◆ **AIM OF THE EXERCISE**
Would you transcribe the whole listing exactly and drop its images?

◆ **RECORDED DATA**
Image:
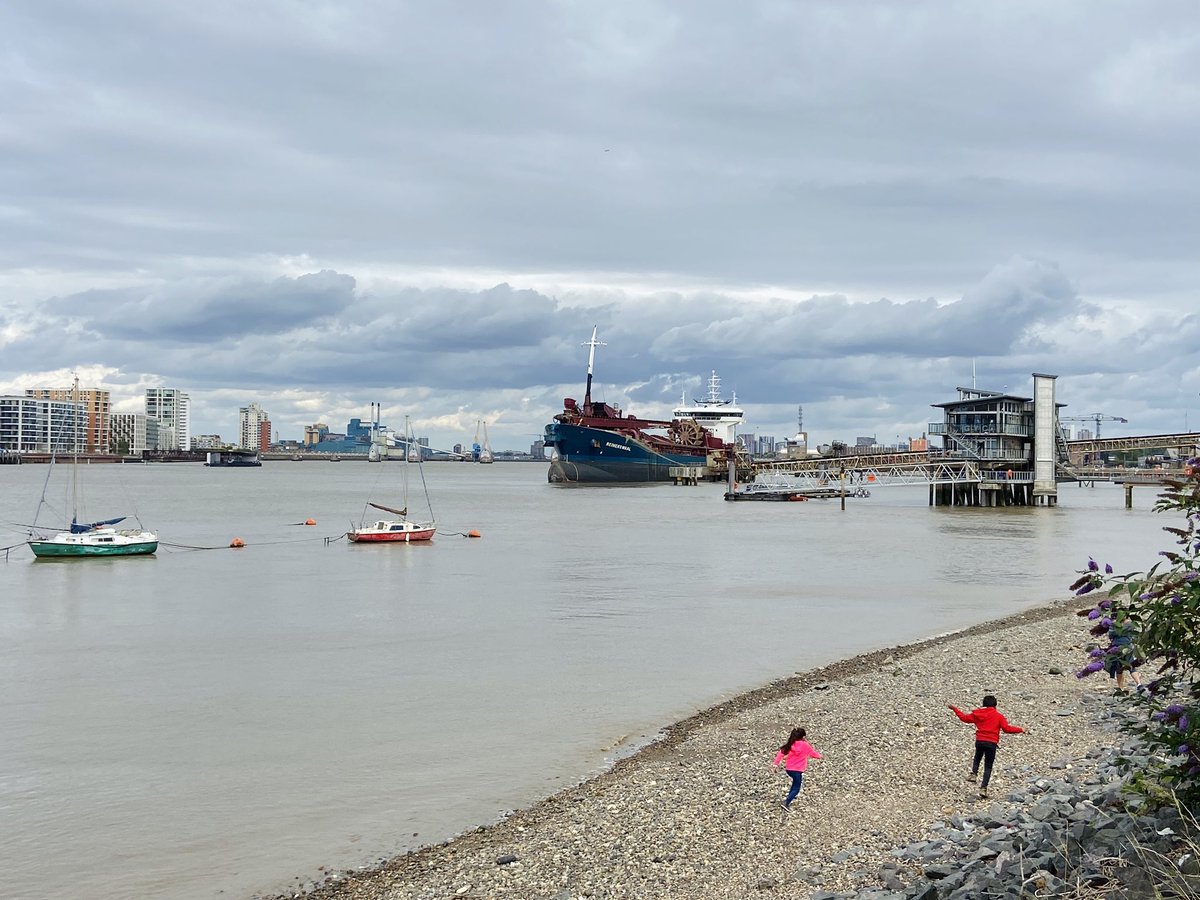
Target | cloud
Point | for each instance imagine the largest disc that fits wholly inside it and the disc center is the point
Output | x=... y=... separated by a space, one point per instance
x=844 y=207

◆ **EXPECTED OUTPUT**
Image:
Target | cloud
Point | for each instance imagine the largest disc that fits wholly inside it and the disc center is the point
Output | x=... y=... separated by a space, one point per instance
x=844 y=207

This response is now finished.